SELECTED PASSAGE:
============
So let’s see what everyone else thinks of the content, shall we? The first passage on the 2020 paper consists of Jupiter disguising himself in order to have his wicked way with an innocent young nymph named Callisto. So far, so typical Jupiter and perhaps euphemistic enough for most of us to be broadly okay with the story’s use. However, things do not remain euphemistic. In this particular retelling, Jupiter disguises himself as the virgin goddess Diana, a close companion of Callisto, so that he can enter Callisto’s bed, and the story continues as follows – below is my version of what the students were asked to translate; I have not quoted the Latin extensively, in case they come at me with copyright complaints, but you can view the paper freely here on their own website:

Callisto, when she saw the goddess, was happy; but as soon as Jupiter lay down next to her and gave her a kiss, Callisto realised that she was not a woman but the god. She was terrified. For she had avoided men her whole life, just like Diana. Although she tried to escape, Jupiter held her down easily.

The passing mention that she had “avoided men her whole life, just like Diana” may (one hopes) have gone over the head of most students, but the truth is that it is spelling it out for readers that Callisto is still a virgin. This, plus the clear implication that Jupiter forced himself upon Callisto and physically held her down, is bad enough, but the disturbing content continues:

Having entered the woods with her other companions, Diana greeted Callisto, who was again so terrified that she wanted to run away: she thought that the god was coming back for her. But after she saw the companions, she hurried towards them, crying. “Why are you crying?” they asked. “What happened?” “Nothing,” the unhappy girl replied. After a few days, however, they persuaded Callisto to tell them what had happened.

She thought that the god was coming back for her?! Who thought that line was a great one to include? The Latin is deum ad se redire putavit, a marvellous opportunity to test candidates on the indirect statement with a past tense main verb and a present tense infinitive, well done chaps! Didn’t think about what the statement actually meant, though, did you? I really do despair. (I know I shouldn’t assume that they’re all men but really … what else can one assume? That a woman thought this was okay? I do hope not).

Perhaps worst of all, in a final turn of events, Callisto’s friend and protector Diana turns on her and blames her for her own assault, as does the ever-jealous wife of Jupiter:

Callisto’s companions, shocked by such serious news, hurried to Diana to report the matter to her. Diana, who was very angry, ordered Callisto to leave at once. “You are not blameless” she said. “Do not ever return to us.” Callisto left, very unhappy. She was forced to live in the woods for many months. Meanwhile Juno was watching her. Juno was the wife of Jupiter. Although Jupiter was always trying to deceive her, Juno had found out what he had done. “That very bad nympth will pay for this” she said.

The word (glossed on the exam paper and translated as per the examiner’s instructions as) “blameless” is casta. The phrase could be translated “you are not innocent”, “you are not pure”, “you are not chaste” (our closest equivalent as a direct derivative) or indeed “you are not a virgin”.

The messaging here is clear. A girl is sexually assaulted, is deeply distressed by the assault, is terrified that it will be repeated and finally is told by others that the assault is her fault and that she is sullied goods. How on earth is it possible that this material made it past the huge number of eyes that one presumes (hopes?) get to look at it before it makes it onto the final draft of an examination paper? Did not one of them think to ask whether the content was appropriate or frankly even necessary? Was there no other single story that would have sufficed, from all of the other thousands of ancient stories that are in our possesion? One can only imagine that every single examiner involved was so blissfully ignorant as to the realities of life for some of our young people that they simply did not consider the fact that the material might be unfit for purpose. All I can say is lucky for those who live their own lives knowing so little about other peeople’s pain and distress.
============
LISTED ENTRIES:
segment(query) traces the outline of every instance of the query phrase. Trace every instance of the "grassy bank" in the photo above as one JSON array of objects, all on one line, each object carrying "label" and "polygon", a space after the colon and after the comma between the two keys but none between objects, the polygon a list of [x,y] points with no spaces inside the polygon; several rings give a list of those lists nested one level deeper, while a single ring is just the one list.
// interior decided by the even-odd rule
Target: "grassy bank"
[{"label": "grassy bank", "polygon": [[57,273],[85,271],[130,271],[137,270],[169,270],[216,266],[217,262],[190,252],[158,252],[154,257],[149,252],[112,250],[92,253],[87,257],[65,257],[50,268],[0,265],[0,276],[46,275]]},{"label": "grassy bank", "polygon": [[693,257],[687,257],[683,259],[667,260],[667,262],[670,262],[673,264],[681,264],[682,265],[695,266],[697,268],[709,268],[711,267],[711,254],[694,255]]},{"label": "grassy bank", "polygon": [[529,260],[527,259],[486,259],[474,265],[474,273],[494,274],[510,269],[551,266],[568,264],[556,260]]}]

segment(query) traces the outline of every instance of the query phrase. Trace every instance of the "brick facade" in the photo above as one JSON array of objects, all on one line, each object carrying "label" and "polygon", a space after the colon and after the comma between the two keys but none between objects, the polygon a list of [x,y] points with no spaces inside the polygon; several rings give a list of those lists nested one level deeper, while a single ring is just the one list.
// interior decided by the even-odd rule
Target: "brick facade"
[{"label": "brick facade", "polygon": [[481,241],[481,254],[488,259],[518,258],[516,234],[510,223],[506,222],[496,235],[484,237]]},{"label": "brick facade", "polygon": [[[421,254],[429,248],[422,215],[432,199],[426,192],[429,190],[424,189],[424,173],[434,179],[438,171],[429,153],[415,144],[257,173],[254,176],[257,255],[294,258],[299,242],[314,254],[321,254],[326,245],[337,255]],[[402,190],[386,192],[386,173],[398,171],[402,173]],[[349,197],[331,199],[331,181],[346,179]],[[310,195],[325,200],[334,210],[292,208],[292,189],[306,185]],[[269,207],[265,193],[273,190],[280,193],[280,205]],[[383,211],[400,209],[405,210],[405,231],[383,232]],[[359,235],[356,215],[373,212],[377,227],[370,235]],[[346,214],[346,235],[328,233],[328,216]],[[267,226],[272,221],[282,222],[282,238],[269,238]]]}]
============
JOB 1: The commentary on the Callisto exam passage says "blameless" is the translation the examiners prescribed for casta. List the other renderings of that phrase that the commentary offers.
JOB 2: Retype the part of the commentary on the Callisto exam passage starting at "Callisto, when she" and ending at "her down easily.".
JOB 3: Continue the commentary on the Callisto exam passage from where it stops.

FINAL ANSWER 1:
- "you are not innocent"
- "you are not pure"
- "you are not chaste"
- "you are not a virgin"

FINAL ANSWER 2:
Callisto, when she saw the goddess, was happy; but as soon as Jupiter lay down next to her and gave her a kiss, Callisto realised that she was not a woman but the god. She was terrified. For she had avoided men her whole life, just like Diana. Although she tried to escape, Jupiter held her down easily.

FINAL ANSWER 3:
In the past I have written about the content of the text book Suburani and consider some of it inappropriate for younger students, but at least in a text book the material can (and indeed should) be managed by the classroom teacher, who can skip out that section altogether should they decide – as I would – that it is simply not appropriate for their class. If they do decide to tackle the material, they can manage how this is done and provide guidance and a supportive atmosphere for students to respond to it. In an examination, students are left completely exposed, with no gatekeepers to protect them and no safety net to catch them if they end up in freefall. For me, that is simply and emphatically not acceptable and a clear betrayal of our duty of care.

Photo by Zhivko Minkov on Unsplash

Last-minute help?

This is the first of two remarkably busy weeks working with a very large number of Year 11s during their school holidays, preparing for the forthcoming GCSE examinations. Many of these students have approached me in just the last few weeks seeking help, and it is remarkable how much can be achieved in a short time prior to the final exams.

Many clients are surprised by the assurance that help can be worthwhile at this late stage. Many contact me in a state of panic or near despair, convinced that the situation is unsalvageable and unsure why they’re even asking for my advice. Yet within a few weeks it is possible to have an impact on a student’s confidence and their attainment, so long as you know what to focus on.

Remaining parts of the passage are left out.